* [ABOUT THIS TASK]:
Find the word "Could" in the listing below. Copy every line that has it.

* [SOURCE DATA]:
= = = = =
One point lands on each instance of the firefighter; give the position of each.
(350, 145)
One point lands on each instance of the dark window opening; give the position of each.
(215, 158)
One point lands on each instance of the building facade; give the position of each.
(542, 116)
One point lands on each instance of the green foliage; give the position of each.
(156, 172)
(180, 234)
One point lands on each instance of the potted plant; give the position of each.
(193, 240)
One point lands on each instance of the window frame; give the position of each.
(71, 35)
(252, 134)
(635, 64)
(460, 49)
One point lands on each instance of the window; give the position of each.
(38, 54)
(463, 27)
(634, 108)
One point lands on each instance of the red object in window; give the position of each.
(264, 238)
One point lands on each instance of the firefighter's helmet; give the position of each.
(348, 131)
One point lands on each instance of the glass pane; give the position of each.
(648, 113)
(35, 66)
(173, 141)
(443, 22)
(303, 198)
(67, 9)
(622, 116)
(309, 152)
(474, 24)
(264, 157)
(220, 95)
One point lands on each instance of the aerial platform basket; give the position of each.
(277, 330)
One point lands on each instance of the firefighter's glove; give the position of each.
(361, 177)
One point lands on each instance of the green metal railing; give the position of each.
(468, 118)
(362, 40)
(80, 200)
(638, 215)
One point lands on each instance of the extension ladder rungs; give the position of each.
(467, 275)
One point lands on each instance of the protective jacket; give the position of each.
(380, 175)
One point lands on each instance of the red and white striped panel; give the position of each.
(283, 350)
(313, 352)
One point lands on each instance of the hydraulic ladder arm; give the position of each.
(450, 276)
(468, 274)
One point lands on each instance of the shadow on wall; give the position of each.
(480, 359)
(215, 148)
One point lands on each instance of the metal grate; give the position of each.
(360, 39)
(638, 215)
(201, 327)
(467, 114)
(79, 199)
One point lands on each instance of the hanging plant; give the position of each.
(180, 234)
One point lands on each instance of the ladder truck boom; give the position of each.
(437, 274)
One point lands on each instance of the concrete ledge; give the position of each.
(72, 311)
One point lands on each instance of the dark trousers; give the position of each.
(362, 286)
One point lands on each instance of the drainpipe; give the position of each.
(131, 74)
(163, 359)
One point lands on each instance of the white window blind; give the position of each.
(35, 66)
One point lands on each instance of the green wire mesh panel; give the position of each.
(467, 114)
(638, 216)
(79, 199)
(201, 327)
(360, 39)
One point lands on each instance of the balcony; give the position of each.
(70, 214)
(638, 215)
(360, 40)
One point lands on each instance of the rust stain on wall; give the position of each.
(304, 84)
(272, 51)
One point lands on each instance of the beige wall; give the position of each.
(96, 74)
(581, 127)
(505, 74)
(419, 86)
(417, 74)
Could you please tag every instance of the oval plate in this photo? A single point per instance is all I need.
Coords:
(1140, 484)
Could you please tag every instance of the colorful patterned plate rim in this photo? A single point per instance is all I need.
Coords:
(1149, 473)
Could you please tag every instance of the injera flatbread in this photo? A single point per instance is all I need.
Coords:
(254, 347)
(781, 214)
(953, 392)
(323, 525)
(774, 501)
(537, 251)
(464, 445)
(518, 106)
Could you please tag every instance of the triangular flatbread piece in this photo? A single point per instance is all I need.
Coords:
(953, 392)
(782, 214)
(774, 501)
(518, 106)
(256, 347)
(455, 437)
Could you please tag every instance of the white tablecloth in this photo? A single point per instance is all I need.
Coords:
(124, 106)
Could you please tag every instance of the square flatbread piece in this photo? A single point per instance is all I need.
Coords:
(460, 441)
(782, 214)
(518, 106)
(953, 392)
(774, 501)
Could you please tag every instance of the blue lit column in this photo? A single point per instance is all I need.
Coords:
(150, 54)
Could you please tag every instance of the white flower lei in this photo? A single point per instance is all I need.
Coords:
= = = = =
* [OUTPUT FOR THIS TASK]:
Could you please tag every instance of the oval plate in this photo? A single point per instance is all I need.
Could you please tag every instance of the colorful patterned plate rim in this photo? A single point per instance is all I need.
Could you please tag every instance of the injera flatbread in this photo? A single point per instance is all I need.
Could you please tag every instance of the triangular flatbread piece in this photo? A single point per instance is all I need.
Could you please tag every instance of the white tablecloth in this photo? A single point per instance is all I need.
Could you please tag every instance of the square flatbread piece in this photo? A single point per instance is all I need.
Could you please tag every instance of the blue lit column in this photo? A single point per instance is all I need.
Could you please tag every instance of the white flower lei in this photo? A single point per instance is all I need.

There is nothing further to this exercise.